**Selected passage:**
Oleg Soulimenko is a Russian performer and choreographer living and working in Vienna and Moscow. He graduated in construction engineering before he decided to become a dancer. In 1990 Oleg Soulimenko founded the International Laboratory Saira Blanche Theatre. Their work has been shown throughout Eastern and Western Europe and in the United States and has evolved a deeply sophisticated, strong and provocative performance practice of improvisation. In 2002 Oleg collaborated with Tanzquartier Wien organizing and creating the project “East meets West,” an artistic dialogue between Russian and Austrian artists. In 2010 with brut Wien he originated the exchange project “Music here, Music there: Vienna Moscow” between Austria and Russia, which resulted in showings both in Moscow and in Vienna. His performances were presented in international venues and festivals such as Festwochen, Tanzquartier Wien, brut Wien and Impulstanz in Vienna, Performa in New York, steirischer herbst in Graz, Sophiensaele and Tanz im August in Berlin, the Kunstverein Hannover, Theater Festival Impulse in Germany, Kaai Theatre in Brussels, Southern Theater in Minneapolis, Baltic Circle in Helsinki and Kunsthalle Wien. In 2012 Oleg Soulimenko presented the impressive production “Made in Austria” at the festival Wiener Festwochen. Oleg’s new piece LOSS will be presented this year at Impustanz.
EDUCULT: So my first question to get to know you, is why did you come to Austria?
Oleg Soulimenko: It really happened by chance. It is a pretty long story, and I’m working on a documentary about this. It began in the 90s, specifically in 1993, when I was a dancer and we received an invitation. I actually studied engineering construction, and I used to work for a military factory with lots of discipline. Then suddenly my life changed, and I became an artist with more freedom, more space, more time and a different perception of life.
Then I entered certain experimental theaters and I was quite curios about new forms of theater, and I also continued to study dance and performance art during this time, but it was more self-education. Then my friend and I received an invitation to a symposium in Italy, but we couldn’t get a visa for Italy because the invitation actually came from Germany, and they couldn’t provide us with a visa. In the 1990’s it was already easy to get outside of Russia, but not easy to enter western countries.

**Task set:**
A - How would you retell, more briefly, the paragraph of the interview with Oleg Soulimenko that begins "Then I entered certain experimental theaters" while keeping its main facts?
B - How many lines of the listing contain the string "gray"? Reply with the number alone.
The listing has no connection to the interview with Oleg Soulimenko.

**Supplied data:**
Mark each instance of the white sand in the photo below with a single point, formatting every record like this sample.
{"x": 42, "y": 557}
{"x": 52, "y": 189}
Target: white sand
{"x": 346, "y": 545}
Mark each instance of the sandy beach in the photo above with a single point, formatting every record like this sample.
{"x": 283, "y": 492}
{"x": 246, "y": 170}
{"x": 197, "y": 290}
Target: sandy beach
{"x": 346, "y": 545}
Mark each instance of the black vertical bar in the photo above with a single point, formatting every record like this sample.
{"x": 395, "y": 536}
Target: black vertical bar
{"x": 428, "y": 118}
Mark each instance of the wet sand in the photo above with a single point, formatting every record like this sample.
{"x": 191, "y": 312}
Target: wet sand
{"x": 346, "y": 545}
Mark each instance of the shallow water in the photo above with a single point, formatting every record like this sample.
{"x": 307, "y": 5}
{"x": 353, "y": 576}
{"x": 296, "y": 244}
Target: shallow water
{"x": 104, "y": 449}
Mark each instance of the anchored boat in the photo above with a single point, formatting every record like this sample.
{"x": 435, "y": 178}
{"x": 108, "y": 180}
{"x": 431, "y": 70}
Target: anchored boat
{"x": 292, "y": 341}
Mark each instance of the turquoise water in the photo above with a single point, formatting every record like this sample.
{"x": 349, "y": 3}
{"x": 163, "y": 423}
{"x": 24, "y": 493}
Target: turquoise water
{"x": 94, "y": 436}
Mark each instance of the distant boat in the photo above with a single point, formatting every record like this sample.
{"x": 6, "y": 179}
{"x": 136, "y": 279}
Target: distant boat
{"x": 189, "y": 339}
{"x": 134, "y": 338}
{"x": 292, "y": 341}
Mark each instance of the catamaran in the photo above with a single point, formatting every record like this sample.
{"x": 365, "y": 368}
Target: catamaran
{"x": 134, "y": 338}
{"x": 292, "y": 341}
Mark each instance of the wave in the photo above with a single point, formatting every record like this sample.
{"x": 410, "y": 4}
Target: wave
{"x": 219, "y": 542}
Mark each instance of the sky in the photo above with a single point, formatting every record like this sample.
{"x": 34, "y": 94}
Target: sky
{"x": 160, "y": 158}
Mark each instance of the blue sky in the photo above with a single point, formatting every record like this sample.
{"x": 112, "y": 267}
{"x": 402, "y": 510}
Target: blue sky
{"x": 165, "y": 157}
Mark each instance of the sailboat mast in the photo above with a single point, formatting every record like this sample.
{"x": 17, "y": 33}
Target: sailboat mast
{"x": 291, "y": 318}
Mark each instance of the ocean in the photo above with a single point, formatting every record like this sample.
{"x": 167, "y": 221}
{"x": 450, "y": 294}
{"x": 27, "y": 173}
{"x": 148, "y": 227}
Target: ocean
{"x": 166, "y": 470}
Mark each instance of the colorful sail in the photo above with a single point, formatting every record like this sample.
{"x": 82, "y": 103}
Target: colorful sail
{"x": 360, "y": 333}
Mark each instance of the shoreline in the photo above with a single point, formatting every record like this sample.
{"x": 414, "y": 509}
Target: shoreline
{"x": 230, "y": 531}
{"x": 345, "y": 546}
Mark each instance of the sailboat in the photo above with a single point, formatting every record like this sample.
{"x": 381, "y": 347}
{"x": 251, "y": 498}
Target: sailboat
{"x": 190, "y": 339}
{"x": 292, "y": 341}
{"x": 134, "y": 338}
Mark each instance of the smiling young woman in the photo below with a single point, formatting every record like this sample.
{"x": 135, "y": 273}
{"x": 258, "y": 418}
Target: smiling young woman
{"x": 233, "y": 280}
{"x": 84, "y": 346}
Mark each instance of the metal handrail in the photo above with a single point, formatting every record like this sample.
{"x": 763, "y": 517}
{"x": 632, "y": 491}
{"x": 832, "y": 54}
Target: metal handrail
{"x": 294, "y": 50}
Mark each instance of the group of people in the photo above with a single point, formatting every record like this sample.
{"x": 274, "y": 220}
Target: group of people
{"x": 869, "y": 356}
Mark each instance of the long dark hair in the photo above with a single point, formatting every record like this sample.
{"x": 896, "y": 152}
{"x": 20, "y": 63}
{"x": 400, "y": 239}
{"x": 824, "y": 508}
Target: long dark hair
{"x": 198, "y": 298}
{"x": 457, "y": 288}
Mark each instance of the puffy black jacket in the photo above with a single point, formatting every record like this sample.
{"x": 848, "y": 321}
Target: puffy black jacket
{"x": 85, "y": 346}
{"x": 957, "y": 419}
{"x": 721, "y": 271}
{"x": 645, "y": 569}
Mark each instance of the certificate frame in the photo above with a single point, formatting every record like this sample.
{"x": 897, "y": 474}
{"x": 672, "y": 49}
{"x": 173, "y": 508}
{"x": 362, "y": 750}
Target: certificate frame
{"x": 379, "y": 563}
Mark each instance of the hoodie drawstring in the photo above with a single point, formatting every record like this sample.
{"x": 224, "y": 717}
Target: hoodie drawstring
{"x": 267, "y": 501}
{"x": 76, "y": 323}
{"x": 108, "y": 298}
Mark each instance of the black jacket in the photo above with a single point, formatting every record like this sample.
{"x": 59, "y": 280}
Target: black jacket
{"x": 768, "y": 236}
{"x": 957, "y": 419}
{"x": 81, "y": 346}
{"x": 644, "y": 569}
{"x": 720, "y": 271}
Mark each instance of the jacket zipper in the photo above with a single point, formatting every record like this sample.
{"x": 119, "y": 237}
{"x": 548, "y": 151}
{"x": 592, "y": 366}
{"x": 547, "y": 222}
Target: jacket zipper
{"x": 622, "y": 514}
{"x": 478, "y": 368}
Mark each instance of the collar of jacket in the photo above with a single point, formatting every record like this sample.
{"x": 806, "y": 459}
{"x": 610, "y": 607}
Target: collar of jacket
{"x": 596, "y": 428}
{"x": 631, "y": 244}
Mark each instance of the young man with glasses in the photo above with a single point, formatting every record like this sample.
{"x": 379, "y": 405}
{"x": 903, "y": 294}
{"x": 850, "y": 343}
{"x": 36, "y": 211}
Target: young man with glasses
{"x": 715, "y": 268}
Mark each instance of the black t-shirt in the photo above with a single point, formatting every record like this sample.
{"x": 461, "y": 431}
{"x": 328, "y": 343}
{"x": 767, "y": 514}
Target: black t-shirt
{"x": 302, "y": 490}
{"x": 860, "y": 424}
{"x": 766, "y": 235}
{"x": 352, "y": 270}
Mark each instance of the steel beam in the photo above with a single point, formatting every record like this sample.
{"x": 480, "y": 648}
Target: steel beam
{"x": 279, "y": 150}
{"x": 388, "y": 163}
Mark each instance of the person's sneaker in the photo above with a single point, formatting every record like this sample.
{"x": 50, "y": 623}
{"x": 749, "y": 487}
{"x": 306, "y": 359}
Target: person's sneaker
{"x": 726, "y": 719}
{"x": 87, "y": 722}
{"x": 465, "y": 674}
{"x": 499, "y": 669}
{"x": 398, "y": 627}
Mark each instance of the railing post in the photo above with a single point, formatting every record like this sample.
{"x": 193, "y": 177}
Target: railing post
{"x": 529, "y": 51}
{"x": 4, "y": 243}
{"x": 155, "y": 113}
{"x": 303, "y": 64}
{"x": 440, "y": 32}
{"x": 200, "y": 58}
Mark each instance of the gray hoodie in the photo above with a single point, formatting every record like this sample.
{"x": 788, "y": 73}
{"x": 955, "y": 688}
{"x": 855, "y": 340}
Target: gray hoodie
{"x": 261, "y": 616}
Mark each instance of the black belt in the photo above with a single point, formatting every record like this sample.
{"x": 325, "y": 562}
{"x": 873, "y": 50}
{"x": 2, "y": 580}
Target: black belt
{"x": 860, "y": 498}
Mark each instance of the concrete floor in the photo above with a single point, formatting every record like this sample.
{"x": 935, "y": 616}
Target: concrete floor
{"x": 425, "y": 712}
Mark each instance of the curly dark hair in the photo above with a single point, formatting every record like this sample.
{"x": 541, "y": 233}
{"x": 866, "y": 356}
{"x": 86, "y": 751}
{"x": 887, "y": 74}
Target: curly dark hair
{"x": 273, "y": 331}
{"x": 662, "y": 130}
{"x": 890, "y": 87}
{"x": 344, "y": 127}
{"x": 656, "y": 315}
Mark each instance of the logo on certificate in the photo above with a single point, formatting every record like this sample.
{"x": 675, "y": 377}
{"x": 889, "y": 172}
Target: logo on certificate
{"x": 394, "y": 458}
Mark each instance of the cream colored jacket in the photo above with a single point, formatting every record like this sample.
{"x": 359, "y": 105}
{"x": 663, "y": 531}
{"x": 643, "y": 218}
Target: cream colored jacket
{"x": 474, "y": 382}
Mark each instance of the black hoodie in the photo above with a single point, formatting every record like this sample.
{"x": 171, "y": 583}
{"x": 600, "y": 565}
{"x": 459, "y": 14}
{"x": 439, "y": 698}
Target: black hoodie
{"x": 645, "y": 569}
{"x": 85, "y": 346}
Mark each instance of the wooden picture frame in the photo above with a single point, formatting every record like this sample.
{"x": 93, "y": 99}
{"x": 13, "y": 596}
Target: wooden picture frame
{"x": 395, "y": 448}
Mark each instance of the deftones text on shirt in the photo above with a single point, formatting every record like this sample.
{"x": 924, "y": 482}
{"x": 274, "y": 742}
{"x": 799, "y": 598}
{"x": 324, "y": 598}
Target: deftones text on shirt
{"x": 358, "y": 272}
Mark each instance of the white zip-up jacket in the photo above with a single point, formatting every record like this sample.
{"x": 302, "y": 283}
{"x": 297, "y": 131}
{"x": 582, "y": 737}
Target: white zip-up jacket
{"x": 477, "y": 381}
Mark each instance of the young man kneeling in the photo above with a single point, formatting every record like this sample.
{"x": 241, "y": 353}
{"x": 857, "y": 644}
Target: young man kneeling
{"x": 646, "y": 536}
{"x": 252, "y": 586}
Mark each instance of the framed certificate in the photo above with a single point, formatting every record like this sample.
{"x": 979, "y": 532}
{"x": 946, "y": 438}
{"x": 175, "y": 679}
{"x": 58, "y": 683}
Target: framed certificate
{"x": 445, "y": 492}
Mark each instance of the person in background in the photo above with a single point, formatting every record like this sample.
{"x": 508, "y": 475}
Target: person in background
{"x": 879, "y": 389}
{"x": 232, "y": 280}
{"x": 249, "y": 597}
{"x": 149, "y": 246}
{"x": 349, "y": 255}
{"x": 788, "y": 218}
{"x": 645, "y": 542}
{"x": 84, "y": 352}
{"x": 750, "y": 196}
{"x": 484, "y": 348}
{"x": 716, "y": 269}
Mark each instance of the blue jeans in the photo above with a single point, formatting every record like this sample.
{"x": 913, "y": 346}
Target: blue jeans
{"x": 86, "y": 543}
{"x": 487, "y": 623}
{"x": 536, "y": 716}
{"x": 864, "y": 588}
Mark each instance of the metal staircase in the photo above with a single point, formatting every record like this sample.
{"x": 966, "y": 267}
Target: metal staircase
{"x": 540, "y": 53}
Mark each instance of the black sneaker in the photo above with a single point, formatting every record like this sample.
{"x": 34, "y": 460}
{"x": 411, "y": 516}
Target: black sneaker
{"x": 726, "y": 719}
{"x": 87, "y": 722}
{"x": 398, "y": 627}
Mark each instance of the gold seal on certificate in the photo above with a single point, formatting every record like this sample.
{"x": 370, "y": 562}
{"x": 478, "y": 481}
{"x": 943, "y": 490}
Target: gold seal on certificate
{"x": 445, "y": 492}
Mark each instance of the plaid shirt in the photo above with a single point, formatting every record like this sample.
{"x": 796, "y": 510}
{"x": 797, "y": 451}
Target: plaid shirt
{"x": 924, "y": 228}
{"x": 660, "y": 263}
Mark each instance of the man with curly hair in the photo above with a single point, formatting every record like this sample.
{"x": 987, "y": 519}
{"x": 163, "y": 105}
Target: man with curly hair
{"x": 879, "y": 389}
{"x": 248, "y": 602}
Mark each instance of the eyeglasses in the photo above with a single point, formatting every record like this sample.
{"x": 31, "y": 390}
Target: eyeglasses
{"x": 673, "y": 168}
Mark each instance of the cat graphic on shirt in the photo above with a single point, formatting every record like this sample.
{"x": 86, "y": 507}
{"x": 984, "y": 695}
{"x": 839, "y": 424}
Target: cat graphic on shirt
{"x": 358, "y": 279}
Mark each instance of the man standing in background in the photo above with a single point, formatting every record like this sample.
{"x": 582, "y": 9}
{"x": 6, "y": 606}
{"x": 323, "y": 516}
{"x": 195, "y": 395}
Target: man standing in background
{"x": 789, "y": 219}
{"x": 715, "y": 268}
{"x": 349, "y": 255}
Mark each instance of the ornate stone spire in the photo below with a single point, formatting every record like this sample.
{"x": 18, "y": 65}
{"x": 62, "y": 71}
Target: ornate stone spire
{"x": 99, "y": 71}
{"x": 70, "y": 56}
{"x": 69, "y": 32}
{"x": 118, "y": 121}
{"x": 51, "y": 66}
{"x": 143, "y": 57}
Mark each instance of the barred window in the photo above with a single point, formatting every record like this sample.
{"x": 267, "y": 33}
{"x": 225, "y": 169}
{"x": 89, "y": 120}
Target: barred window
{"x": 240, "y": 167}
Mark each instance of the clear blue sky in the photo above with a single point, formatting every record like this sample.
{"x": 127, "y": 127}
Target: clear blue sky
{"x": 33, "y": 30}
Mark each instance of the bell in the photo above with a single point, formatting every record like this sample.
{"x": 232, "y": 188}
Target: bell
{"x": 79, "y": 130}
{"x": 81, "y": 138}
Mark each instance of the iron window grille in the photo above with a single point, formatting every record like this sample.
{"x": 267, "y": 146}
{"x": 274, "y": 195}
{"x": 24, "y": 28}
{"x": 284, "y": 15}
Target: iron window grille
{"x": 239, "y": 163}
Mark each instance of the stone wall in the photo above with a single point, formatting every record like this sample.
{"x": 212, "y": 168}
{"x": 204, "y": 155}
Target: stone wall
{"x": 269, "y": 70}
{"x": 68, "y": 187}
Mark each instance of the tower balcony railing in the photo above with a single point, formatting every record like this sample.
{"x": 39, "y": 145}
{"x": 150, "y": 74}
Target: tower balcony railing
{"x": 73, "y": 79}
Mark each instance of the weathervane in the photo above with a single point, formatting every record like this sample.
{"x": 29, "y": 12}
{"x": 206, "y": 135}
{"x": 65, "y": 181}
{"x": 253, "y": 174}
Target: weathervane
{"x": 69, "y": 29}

**Solutions for each task:**
A - Soulimenko joined experimental theaters out of curiosity about new forms of theater. He kept studying dance and performance art, mostly on his own. He and a friend were invited to a symposium in Italy but could not get an Italian visa, because the invitation came from Germany and Germany could not provide the visa. In the 1990s, leaving Russia was easy, but entering Western countries was not.

B - 2